Data lines ::
:::

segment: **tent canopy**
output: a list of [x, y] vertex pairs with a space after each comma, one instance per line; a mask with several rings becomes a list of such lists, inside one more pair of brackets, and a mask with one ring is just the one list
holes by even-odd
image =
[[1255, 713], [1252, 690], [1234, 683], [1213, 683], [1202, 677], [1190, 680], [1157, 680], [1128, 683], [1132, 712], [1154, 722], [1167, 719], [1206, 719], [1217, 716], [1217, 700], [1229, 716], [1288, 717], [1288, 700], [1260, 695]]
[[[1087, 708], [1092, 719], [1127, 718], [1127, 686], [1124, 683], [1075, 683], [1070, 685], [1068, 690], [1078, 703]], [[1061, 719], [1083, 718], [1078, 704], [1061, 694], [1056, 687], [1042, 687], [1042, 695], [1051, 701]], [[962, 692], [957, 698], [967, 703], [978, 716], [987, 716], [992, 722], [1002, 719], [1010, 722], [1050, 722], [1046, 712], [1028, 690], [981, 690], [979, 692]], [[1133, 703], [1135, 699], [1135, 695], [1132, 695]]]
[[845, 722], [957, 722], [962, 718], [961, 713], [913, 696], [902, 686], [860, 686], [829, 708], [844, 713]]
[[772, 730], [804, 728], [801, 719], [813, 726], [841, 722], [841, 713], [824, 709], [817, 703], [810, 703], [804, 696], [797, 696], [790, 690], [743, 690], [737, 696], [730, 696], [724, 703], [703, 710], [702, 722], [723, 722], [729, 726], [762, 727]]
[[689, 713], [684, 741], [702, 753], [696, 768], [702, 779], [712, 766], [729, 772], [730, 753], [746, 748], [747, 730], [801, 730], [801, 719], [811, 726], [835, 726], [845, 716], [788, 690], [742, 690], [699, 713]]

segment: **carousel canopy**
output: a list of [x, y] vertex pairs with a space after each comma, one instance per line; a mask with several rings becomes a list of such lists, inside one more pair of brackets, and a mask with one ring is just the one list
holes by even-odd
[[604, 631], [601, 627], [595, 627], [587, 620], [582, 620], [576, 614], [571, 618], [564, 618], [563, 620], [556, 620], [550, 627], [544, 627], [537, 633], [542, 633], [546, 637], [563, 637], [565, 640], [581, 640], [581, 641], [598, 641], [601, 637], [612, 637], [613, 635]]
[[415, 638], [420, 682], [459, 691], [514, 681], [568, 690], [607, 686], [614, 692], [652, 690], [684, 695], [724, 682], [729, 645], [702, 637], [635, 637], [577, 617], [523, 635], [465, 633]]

:::

EXERCISE GOAL :: Reproduce every line of the listing above character for character, without any changes.

TASK SOLUTION ::
segment: **tent canopy**
output: a list of [x, y] vertex pairs with a space after each comma, one instance per line; a mask with several rings becomes a list of such lists, inside one more pair of brackets, and a mask with one ring is just the one list
holes by even-odd
image =
[[1255, 713], [1252, 690], [1234, 683], [1213, 683], [1202, 677], [1190, 680], [1157, 680], [1128, 683], [1132, 712], [1154, 722], [1167, 719], [1206, 719], [1217, 716], [1217, 700], [1229, 716], [1288, 717], [1288, 700], [1260, 695]]
[[[1087, 708], [1092, 719], [1127, 718], [1127, 686], [1124, 683], [1075, 683], [1070, 685], [1068, 690], [1078, 703]], [[1061, 719], [1083, 718], [1078, 704], [1061, 694], [1056, 687], [1042, 687], [1042, 695], [1051, 701]], [[962, 692], [957, 698], [967, 703], [978, 716], [987, 716], [992, 722], [1002, 719], [1010, 722], [1050, 722], [1046, 712], [1028, 690], [981, 690], [979, 692]], [[1133, 703], [1135, 699], [1135, 695], [1132, 695]]]
[[845, 722], [957, 722], [962, 718], [961, 713], [913, 696], [902, 686], [860, 686], [829, 708], [844, 713]]
[[772, 730], [804, 728], [801, 719], [813, 726], [841, 722], [841, 713], [824, 709], [817, 703], [810, 703], [804, 696], [797, 696], [790, 690], [743, 690], [737, 696], [730, 696], [724, 703], [703, 710], [702, 722], [723, 722], [729, 726], [762, 727]]
[[689, 713], [684, 741], [702, 753], [696, 768], [702, 779], [712, 766], [729, 772], [730, 753], [746, 748], [747, 730], [801, 730], [801, 719], [811, 726], [835, 726], [845, 716], [788, 690], [742, 690], [699, 713]]

segment: **carousel canopy**
output: a list of [x, y] vertex pairs with a space after each comma, one instance per line; a mask with several rings becomes a list of such lists, inside one more pair of brackets, and a mask with one ring is just the one list
holes by even-odd
[[604, 631], [601, 627], [595, 627], [587, 620], [582, 620], [576, 614], [571, 618], [564, 618], [563, 620], [556, 620], [550, 627], [544, 627], [537, 633], [542, 633], [546, 637], [563, 637], [565, 640], [581, 640], [581, 641], [598, 641], [601, 637], [612, 637], [613, 635]]
[[415, 638], [420, 682], [459, 691], [514, 681], [568, 690], [607, 686], [614, 692], [652, 690], [684, 695], [724, 682], [729, 645], [702, 637], [635, 637], [577, 617], [523, 635], [465, 633]]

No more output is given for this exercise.